START Supplied text

The move follows a recent outbreak in Shanghai that spread so widely that authorities locked down the entire city for two months to end it, trapping millions of people and dealing a blow to the national economy.


Residents wearing face masks walk by a wall displaying various propaganda posters which encourage people to get vaccination against Covid-19 along a street in Beijing
Residents wearing face masks walk past posters encouraging people to get vaccination against Covid-19 in Beijing (Andy Wong/AP)

China kept the virus largely at bay for a year-and-a-half with targeted lockdowns of buildings and neighbourhoods and quarantining infected people, but the rapidly spreading Omicron variant proved more difficult to stop.

More than 580 people died in Shanghai – a large number in a country that had reported only a handful of deaths after an initial deadly outbreak in Wuhan in early 2020.

Guo Yanhong, an official with the National Health Commission, said testing has become more important because Omicron is both more contagious and is spread by people without symptoms.

“We must adhere to the strategy of expanding prevention centred on nucleic acid testing, so as to control the epidemic earlier and faster,” she said on Thursday at a news conference.

A handful of new cases — some linked to a nightlife quarter in Beijing and a hair salon in Shanghai — prompted authorities to lock down areas in both cities on Thursday. The cases followed an easing of restrictions on movement and the reopening of many retail businesses in the past week.

Andy Chen, a senior analyst with the Trivium China consultancy, said the proliferation of testing sites is a reaction to the failure of existing measures to control Omicron in Shanghai, though officials have not explicitly said so.

Authorities have decided that early detection is needed if they are going to control Omicron outbreaks without extreme measures that cause major economic disruption.

“The regular testing requirements are meant to improve the zero-Covid strategy,” Mr Chen said.

“The end goal is to keep the virus under control while avoiding another Shanghai-like lockdown.”

END Supplied text
START Dataset content

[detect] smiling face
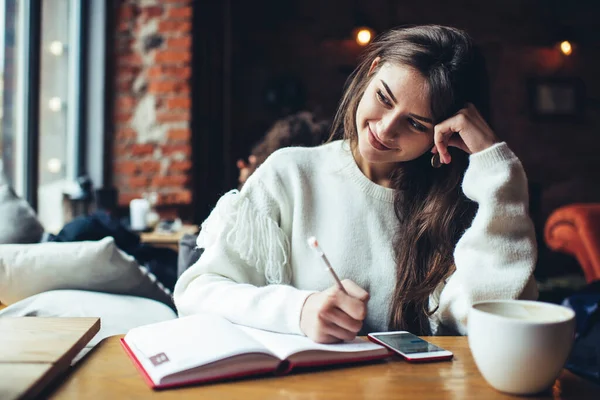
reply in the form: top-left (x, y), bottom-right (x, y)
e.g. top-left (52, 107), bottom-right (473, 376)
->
top-left (355, 59), bottom-right (434, 183)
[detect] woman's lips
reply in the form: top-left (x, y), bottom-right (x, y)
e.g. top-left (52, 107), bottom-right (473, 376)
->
top-left (367, 125), bottom-right (392, 151)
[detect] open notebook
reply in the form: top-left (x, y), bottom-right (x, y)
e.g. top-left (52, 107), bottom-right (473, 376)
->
top-left (121, 314), bottom-right (390, 389)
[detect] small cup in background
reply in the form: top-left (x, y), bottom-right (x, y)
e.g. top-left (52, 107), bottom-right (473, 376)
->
top-left (129, 199), bottom-right (150, 231)
top-left (467, 300), bottom-right (575, 394)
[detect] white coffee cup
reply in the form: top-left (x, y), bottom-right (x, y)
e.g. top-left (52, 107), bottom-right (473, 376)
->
top-left (467, 300), bottom-right (575, 394)
top-left (129, 199), bottom-right (150, 231)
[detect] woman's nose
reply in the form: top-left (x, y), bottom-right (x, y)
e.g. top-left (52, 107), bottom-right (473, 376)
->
top-left (377, 115), bottom-right (397, 140)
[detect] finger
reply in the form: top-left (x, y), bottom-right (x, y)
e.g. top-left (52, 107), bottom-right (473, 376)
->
top-left (323, 307), bottom-right (362, 333)
top-left (433, 124), bottom-right (454, 164)
top-left (448, 134), bottom-right (469, 153)
top-left (323, 321), bottom-right (356, 340)
top-left (342, 279), bottom-right (370, 301)
top-left (334, 291), bottom-right (367, 321)
top-left (434, 109), bottom-right (468, 164)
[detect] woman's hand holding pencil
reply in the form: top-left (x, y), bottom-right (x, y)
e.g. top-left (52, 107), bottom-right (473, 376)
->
top-left (300, 237), bottom-right (369, 343)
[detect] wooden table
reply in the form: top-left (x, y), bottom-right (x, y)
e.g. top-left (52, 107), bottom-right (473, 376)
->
top-left (48, 336), bottom-right (600, 400)
top-left (0, 317), bottom-right (100, 400)
top-left (140, 224), bottom-right (198, 251)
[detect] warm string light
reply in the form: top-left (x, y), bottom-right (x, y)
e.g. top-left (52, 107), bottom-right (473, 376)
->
top-left (356, 28), bottom-right (373, 46)
top-left (560, 40), bottom-right (573, 56)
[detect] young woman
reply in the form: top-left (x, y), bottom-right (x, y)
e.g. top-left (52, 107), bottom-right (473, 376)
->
top-left (174, 26), bottom-right (537, 342)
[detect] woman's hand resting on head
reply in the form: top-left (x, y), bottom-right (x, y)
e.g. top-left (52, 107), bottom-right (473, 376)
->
top-left (300, 279), bottom-right (369, 343)
top-left (431, 103), bottom-right (498, 164)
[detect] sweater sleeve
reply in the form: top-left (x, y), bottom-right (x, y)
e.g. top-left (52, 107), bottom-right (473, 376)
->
top-left (430, 143), bottom-right (538, 335)
top-left (173, 156), bottom-right (312, 334)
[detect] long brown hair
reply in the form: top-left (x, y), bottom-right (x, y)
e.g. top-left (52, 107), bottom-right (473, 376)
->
top-left (331, 25), bottom-right (489, 335)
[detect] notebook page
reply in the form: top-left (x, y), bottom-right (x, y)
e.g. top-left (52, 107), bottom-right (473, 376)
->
top-left (236, 325), bottom-right (387, 360)
top-left (125, 314), bottom-right (273, 382)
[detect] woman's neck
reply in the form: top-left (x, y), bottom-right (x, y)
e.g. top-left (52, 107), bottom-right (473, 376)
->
top-left (352, 146), bottom-right (396, 188)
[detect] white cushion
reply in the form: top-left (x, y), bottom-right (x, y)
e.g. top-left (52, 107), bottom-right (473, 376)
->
top-left (0, 237), bottom-right (173, 306)
top-left (0, 290), bottom-right (177, 362)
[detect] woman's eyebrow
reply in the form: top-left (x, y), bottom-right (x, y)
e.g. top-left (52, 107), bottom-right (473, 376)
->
top-left (379, 79), bottom-right (433, 125)
top-left (408, 113), bottom-right (433, 125)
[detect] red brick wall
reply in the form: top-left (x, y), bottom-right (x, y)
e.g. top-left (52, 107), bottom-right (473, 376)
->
top-left (112, 0), bottom-right (192, 208)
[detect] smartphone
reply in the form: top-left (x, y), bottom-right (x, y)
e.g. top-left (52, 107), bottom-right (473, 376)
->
top-left (367, 331), bottom-right (453, 362)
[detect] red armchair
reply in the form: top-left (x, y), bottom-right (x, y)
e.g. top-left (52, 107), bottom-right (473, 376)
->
top-left (544, 203), bottom-right (600, 283)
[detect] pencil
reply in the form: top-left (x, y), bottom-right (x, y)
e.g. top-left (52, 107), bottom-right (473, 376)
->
top-left (307, 236), bottom-right (348, 294)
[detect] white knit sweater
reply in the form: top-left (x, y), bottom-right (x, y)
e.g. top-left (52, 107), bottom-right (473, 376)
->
top-left (174, 141), bottom-right (537, 334)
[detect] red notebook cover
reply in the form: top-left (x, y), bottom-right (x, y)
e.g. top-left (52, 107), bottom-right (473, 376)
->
top-left (120, 338), bottom-right (392, 390)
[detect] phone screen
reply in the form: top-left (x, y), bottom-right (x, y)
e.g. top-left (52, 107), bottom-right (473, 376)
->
top-left (376, 333), bottom-right (445, 354)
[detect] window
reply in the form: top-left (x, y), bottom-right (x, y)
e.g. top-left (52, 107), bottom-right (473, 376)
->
top-left (0, 0), bottom-right (22, 185)
top-left (0, 0), bottom-right (107, 231)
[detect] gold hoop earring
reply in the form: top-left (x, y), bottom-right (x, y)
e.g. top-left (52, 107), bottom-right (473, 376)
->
top-left (431, 153), bottom-right (442, 168)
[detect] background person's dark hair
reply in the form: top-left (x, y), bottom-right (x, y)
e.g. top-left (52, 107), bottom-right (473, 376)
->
top-left (331, 25), bottom-right (490, 335)
top-left (240, 111), bottom-right (331, 187)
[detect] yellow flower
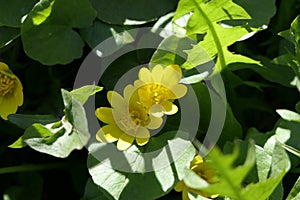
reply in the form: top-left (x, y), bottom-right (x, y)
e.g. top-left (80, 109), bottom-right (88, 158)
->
top-left (0, 62), bottom-right (23, 120)
top-left (96, 85), bottom-right (163, 150)
top-left (134, 65), bottom-right (187, 117)
top-left (174, 155), bottom-right (219, 200)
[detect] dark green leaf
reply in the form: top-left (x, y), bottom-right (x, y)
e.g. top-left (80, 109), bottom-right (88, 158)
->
top-left (88, 133), bottom-right (195, 200)
top-left (21, 0), bottom-right (96, 65)
top-left (90, 0), bottom-right (177, 25)
top-left (70, 85), bottom-right (103, 104)
top-left (0, 0), bottom-right (37, 27)
top-left (0, 27), bottom-right (20, 48)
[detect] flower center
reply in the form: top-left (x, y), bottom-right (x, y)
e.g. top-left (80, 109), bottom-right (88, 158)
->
top-left (119, 103), bottom-right (150, 133)
top-left (140, 83), bottom-right (175, 105)
top-left (0, 72), bottom-right (15, 96)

END Dataset content

• _Check your understanding_:
**1.** How many people died in Shanghai, according to the article on China's Covid testing?
**2.** Why, according to the official quoted in the article on China's Covid testing, has testing become more important?
**3.** Resume the article on China's Covid testing after its final sentence.

• _Your responses_:
**1.** More than 580 people died in Shanghai.

**2.** Guo Yanhong of the National Health Commission said testing has become more important because Omicron is more contagious and is spread by people without symptoms.

**3.**
Residents and workers wait in a barricaded line to get a throat swab at a coronavirus testing facility against the office buildings in central business district in Beijing
Residents and workers wait in a barricaded line to get a throat swab at a coronavirus testing facility in the central business district in Beijing (Andy Wong/AP)

Many other countries, faced with populations weary of pandemic restrictions and eager to move on, are betting that rising vaccination rates and the development of treatments for Covid-19 mean they can avoid lockdowns and other disruptive steps and live with the virus instead.

China’s leaders have repeatedly signalled that they believe the “zero-Covid” approach remains the right one for China, even as they try to boost a flagging economy with business tax refunds, easier credit and spending on infrastructure projects.

Entry to the country remains restricted, with visas difficult to get and few international flights, making it costly and hard to get a seat.

Anyone who does enter has to quarantine in a hotel, usually for two weeks.

Chinese generally cannot leave the country unless it is for work or study.

Most analysts expect the zero-Covid policies to remain in place at least until after a major Communist Party congress this autumn at which leader Xi Jinping is expected to get a third five-year term.

The party touted its approach as a success when Covid-19 was ravaging other countries, and it does not want a major outbreak in the run-up to its meeting.